>> BEGIN
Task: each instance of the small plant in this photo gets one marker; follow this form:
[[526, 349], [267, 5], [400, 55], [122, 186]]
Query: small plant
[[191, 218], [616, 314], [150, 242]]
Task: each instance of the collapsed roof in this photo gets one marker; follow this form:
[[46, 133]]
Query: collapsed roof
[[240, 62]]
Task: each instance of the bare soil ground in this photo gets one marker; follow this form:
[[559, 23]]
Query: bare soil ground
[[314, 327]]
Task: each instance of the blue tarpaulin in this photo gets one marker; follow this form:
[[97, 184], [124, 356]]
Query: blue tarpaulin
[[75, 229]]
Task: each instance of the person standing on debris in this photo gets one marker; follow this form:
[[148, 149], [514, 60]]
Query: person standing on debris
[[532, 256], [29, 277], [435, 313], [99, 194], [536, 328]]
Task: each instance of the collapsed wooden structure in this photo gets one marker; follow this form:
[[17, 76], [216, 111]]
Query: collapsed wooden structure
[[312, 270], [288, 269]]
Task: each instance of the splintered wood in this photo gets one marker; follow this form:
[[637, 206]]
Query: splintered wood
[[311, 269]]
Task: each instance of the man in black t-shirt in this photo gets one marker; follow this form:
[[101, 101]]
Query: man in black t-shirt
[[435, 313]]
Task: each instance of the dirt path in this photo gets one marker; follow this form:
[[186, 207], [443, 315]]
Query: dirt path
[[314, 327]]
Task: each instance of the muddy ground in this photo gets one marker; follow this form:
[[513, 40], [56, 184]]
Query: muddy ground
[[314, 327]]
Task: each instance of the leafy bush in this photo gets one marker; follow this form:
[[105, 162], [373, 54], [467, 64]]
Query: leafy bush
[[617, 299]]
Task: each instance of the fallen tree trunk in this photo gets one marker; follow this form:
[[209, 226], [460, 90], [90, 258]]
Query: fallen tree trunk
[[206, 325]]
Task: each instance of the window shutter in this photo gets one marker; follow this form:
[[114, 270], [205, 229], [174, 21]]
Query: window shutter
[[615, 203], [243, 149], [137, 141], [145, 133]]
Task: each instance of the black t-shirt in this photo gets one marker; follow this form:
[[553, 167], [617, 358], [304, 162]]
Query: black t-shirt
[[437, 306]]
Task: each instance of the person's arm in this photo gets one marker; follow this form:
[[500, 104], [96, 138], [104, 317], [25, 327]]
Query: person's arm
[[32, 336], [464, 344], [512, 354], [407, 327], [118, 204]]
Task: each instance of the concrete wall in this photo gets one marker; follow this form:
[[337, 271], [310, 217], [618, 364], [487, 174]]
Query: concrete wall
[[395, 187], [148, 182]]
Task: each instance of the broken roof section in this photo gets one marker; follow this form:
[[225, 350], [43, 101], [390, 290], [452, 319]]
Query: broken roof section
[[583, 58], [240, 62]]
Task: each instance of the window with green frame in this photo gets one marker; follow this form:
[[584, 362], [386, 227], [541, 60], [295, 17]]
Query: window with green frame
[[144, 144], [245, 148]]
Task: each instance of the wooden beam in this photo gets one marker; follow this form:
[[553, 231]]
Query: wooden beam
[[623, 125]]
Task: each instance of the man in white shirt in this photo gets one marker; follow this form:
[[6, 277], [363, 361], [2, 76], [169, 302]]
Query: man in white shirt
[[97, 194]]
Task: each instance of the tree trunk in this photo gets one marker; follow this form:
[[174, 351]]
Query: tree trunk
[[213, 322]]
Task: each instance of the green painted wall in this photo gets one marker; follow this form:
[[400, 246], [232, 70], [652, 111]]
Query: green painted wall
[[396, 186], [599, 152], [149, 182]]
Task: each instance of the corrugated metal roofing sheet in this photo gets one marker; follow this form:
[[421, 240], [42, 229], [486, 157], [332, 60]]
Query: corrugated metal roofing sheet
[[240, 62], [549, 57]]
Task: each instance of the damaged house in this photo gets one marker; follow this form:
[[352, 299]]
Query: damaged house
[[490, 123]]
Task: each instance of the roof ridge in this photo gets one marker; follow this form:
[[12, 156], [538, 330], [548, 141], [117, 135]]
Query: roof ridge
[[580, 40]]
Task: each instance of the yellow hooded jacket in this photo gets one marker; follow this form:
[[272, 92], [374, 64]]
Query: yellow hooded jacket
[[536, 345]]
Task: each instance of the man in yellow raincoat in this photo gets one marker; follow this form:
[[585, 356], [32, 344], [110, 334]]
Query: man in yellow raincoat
>> END
## Exercise instructions
Repeat all of the material above word for word, with nothing added, dropped, or changed.

## The reply
Task: each instance of the small plant in this photo gets one marker; follow this form:
[[526, 349], [267, 5], [400, 55], [122, 186]]
Query: small plant
[[191, 218], [616, 314], [150, 242]]
Task: each instance of the collapsed roof in this photo gets one marker; follow this form:
[[46, 133]]
Query: collapsed roof
[[240, 62]]
Task: each instance of the bare soil ground in this photo gets one marker; follow this form:
[[559, 23]]
Query: bare soil ground
[[314, 327]]
Task: each instance of the blue tarpaulin in this photo gets one marker; follow this form:
[[97, 184], [124, 356]]
Query: blue tarpaulin
[[75, 229]]
Task: each instance of the person standing on debris in this photo gets one marker; follow this form:
[[148, 149], [514, 60]]
Query: person standing on debris
[[532, 256], [29, 277], [435, 313], [99, 194], [536, 328]]
Task: each instance of the collapsed wooden structure in this photo gets one marker; follow this form:
[[17, 76], [216, 111]]
Query: collapsed wooden structure
[[312, 270], [288, 269]]
Task: each instance of the splintered wood in this photo gets one marker; follow this form:
[[637, 206]]
Query: splintered wood
[[311, 269]]
Task: each instance of the man in black t-shirt in this photo gets one marker; follow this form:
[[101, 101]]
Query: man in black t-shirt
[[435, 313]]
Task: each instance of the dirt path in this photo gets one marker; follow this form:
[[186, 207], [443, 315]]
Query: dirt path
[[314, 327]]
Task: each instance of the muddy ground in this photo gets one marker; follow this form:
[[513, 40], [56, 184]]
Query: muddy ground
[[314, 327]]
Task: each instance of the leafy bush in this photo gets one marker; follow this form:
[[105, 162], [373, 54], [467, 64]]
Query: leafy bush
[[617, 299]]
Task: each instance of the fallen tree trunk in this photo gets one marker; follow this form:
[[209, 226], [460, 90], [90, 258]]
Query: fallen tree trunk
[[206, 325]]
Task: each instance of the window shutter in this photo gets one marker; follow this form:
[[114, 270], [205, 229], [174, 21]]
Query: window shutter
[[615, 203], [243, 149], [137, 141], [145, 133]]
Task: each instance of the black t-shirt in this photo gets one marker; follow this form:
[[553, 167], [617, 358], [304, 162]]
Query: black t-shirt
[[437, 306]]
Task: each instance of the person's arm in this photo gets one marker; follow this form:
[[500, 104], [96, 138], [104, 317], [25, 327]]
Query: person's arm
[[32, 336], [464, 344], [512, 354], [407, 327], [118, 204]]
Task: each instance of the concrete wall in this photo gets one marker; follow this form:
[[337, 271], [310, 217], [618, 364], [487, 174]]
Query: concrete wall
[[395, 187], [148, 182]]
Task: each instance of the broken roof section in this photo gets one marker; follow this form:
[[225, 350], [43, 101], [390, 290], [452, 319]]
Query: broken roof section
[[583, 58], [240, 62]]
Task: each instance of the window with green frame in this photo gets one marker; follow this form:
[[584, 362], [386, 227], [541, 60], [295, 17]]
Query: window with green frame
[[144, 144], [245, 148]]
Task: each instance of the wooden beam in this photo gets one marker; follow this form:
[[553, 231]]
Query: wooden beam
[[623, 125]]
Task: each instance of the man in white shirt in this photo gets one marker; follow this form:
[[6, 277], [363, 361], [2, 76], [169, 302]]
Query: man in white shirt
[[97, 194]]
Task: each instance of the tree trunk in this photo gets one marker; follow this form:
[[174, 351]]
Query: tree trunk
[[213, 322]]
Task: each instance of the green painted wall in this photo gets one marker; follow this form:
[[400, 246], [232, 70], [652, 111]]
Query: green painted wall
[[396, 186], [599, 152], [149, 182]]
Task: each instance of the corrugated metal roofing sheet in this photo gets one marker; follow this form:
[[421, 240], [42, 229], [486, 157], [332, 60]]
Query: corrugated metal roofing sheet
[[240, 62], [549, 57]]
Task: each instance of the damaged house in this photo gets one marker; follow this form:
[[352, 299]]
Query: damaged house
[[490, 123]]
Task: each instance of the roof ridge in this photo gets one marker; follow this form:
[[12, 156], [538, 330], [548, 141], [117, 135]]
Query: roof ridge
[[580, 40]]
Task: each instance of the yellow hooded jacket in this photo gets one marker; follow this form:
[[272, 92], [374, 64]]
Query: yellow hooded jacket
[[536, 345]]
Task: each instance of the man in yellow raincoat in this photo gets one marker; follow this form:
[[585, 356], [32, 344], [110, 334]]
Query: man in yellow raincoat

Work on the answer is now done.